#### Document excerpt
Last week, I was on a panel about diversifying the outdoors. And as I sat on the sofa with the other panelists, I started to question whether I should even be up there. I was part of this event with five powerful and empowered women of color, who are doing incredible work in the world and in their respective communities. Looking out into the multi-colored audience, I thought to myself, I’m not sure if what I have to say matters right now. The humility I felt sitting next to these women was real. And there was a personal dynamic happening inside of me that made me want to diminish myself because, as a white woman, it all just felt irrelevant. I now understand that the choice to undermine my own voice was also perceived as being inactive and too passive from a white perspective. I can see why it would come across like that. Some folks in the audience were looking for me to be more verbal and speak truth about what we, as white people, can do to shift the current climate. Afterall, I was on a panel about “diversifying the outdoors,” and yet, there was an underlying current moving through me that kept bringing me back to silence.
The journey of self-development
We are all evolving along our unique paths of consciousness. My journey of self-development, and the subsequent emergence of my own voice, has always been through spiritual immersion in nature, indigenous ceremonial healing, writing, yoga, energy work and dance. Mothers Moving Mountains was born because I wanted to create a safe space for
mothers to connect with themselves, with each other and with nature – as a platform to heal the shame and blame we carry from personal stories, from our bloodlines, and from collective trauma – that which ultimately creates division, and lends itself to prevailing racial and social issues. Trauma is passed down from generation to generation and it is collectively shared in the circles we run in, and yet, many of us look for answers outside and expect change without taking the time to reflect and look inside. And all that does is perpetuate the issues at hand.
I believe that Mother Nature has an extraordinary power to bring us together, to cradle us and receive all of our pain, and gift us the beauty of nourishment and love and unconditional support. In Her, we find a reflection of the Great Mother, the all-nurturing, all-patient, all-knowing divine feminine perfection of synergy, rhythm and grace. In Her, we are able to deconstruct the rigidity of our own minds through the realization of oneness between all things. And that is when we can truly start to dissolve the collective social, economical and racial barriers outside of ourselves.
Truth be told, I have never been an outward activist. And I’ll be the first to say that I am no expert in diversity and inclusion. I was invited to be on a panel and I accepted because Itrusted the sources that recommended me. When the community of Mothers Moving Mountains came into being on a winter day in January, I outwardly spoke my intentions, prostrated on the soil, calling in all of the grandmothers and high priestesses and wise elders to protect us. I promised that I would hold space for connection and difficult conversations to occur, that I would be a vessel for change and devote my life to creating at least a small corner in this world where Tre, my son, would feel loved and supported as he moved through life.
As I look back on that panel, I realize that my voice wasn’t what was needed in that conversation. I’m a full-time working mother, fiance, daughter, sister and friend, just doing what I can to make life more sacred for myself, for my family, for other mothers, and all of our children. People listening in the audience needed an activist with a strong, clear and ready-to-forge vision for diversity and inclusion in the outdoors. My role, I believe, is more subtle – I simply want to create the space for reflection and natural connection to occur, which is the most authentic contribution I can make.

#### Problem A
Edit the essay about the outdoors panel between "I believe that" and "outside of ourselves.", inclusive, putting "the natural world" in place of "Mother Nature".
#### Problem B
Carry on writing the essay about the outdoors panel from the point where it stops.
The entries are unrelated to the essay about the outdoors panel.

#### Extracted material

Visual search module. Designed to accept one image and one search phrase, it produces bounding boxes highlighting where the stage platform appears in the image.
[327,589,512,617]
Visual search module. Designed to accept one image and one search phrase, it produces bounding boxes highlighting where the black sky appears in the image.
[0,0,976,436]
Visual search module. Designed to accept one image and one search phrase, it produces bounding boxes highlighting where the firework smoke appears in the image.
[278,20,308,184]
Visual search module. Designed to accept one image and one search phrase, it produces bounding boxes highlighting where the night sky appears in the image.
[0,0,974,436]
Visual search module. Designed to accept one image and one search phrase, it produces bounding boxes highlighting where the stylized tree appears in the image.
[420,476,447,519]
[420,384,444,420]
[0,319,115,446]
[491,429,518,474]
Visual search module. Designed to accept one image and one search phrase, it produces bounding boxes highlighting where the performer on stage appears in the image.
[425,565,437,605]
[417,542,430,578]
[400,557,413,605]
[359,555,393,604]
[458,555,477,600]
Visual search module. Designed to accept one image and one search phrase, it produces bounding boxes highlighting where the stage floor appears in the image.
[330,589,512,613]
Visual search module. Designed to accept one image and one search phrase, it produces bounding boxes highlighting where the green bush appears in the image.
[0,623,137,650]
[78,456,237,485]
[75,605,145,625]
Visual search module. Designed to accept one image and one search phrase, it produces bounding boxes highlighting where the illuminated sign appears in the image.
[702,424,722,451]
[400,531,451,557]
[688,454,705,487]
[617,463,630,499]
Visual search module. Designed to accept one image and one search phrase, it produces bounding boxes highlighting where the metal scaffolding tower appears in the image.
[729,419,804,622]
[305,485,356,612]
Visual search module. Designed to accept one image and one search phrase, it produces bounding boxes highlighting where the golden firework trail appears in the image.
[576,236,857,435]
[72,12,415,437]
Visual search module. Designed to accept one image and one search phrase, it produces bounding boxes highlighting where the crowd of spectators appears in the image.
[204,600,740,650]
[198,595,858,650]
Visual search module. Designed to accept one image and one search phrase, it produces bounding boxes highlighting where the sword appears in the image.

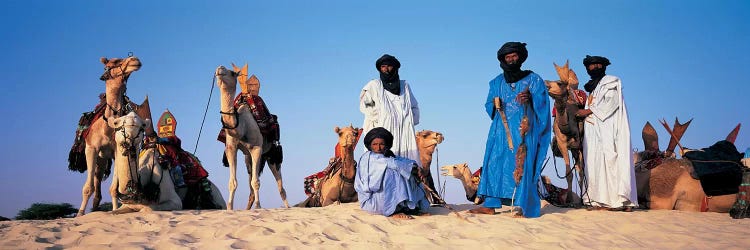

* * *

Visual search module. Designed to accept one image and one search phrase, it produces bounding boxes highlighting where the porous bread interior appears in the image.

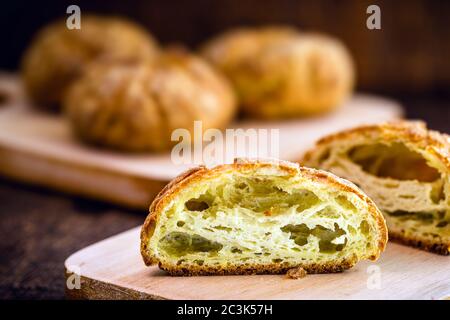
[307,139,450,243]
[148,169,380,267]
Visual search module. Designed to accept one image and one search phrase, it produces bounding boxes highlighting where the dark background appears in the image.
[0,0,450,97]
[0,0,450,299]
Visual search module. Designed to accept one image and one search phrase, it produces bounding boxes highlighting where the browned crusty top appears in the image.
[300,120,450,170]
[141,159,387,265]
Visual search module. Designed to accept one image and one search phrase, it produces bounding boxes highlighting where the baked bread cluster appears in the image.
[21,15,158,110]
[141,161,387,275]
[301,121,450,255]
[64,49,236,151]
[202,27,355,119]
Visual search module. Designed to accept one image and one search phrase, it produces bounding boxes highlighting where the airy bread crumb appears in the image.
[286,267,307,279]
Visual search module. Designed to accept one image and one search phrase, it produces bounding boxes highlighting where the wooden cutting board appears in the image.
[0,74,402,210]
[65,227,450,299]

#### Answer box A
I believe that the natural world has an extraordinary power to bring us together, to cradle us and receive all of our pain, and gift us the beauty of nourishment and love and unconditional support. In Her, we find a reflection of the Great Mother, the all-nurturing, all-patient, all-knowing divine feminine perfection of synergy, rhythm and grace. In Her, we are able to deconstruct the rigidity of our own minds through the realization of oneness between all things. And that is when we can truly start to dissolve the collective social, economical and racial barriers outside of ourselves.

#### Answer box B
I have always been a woman devoted to the path of consciousness and awakening, allowing myself to shed layer after layer as I more deeply understand my own shadows. Unfortunately, I can’t help the fact that I was born into this world as a white person. That is my destiny. People who know me well know that my intentions are always for healing and love, and they also know that passion drives everything I do. I only know my own experiences over decades of travel and immersion in remote locations and spending significant time with indigenous communities; having played basketball through college and sharing intimate reflections with my teammates; and of course being with my lover and emphatically sharing his walk of life as a black man. Each moment informs me and asks me to look in the mirror and seek truth and understanding. I never claim to be anything else than a woman in service of love in this world.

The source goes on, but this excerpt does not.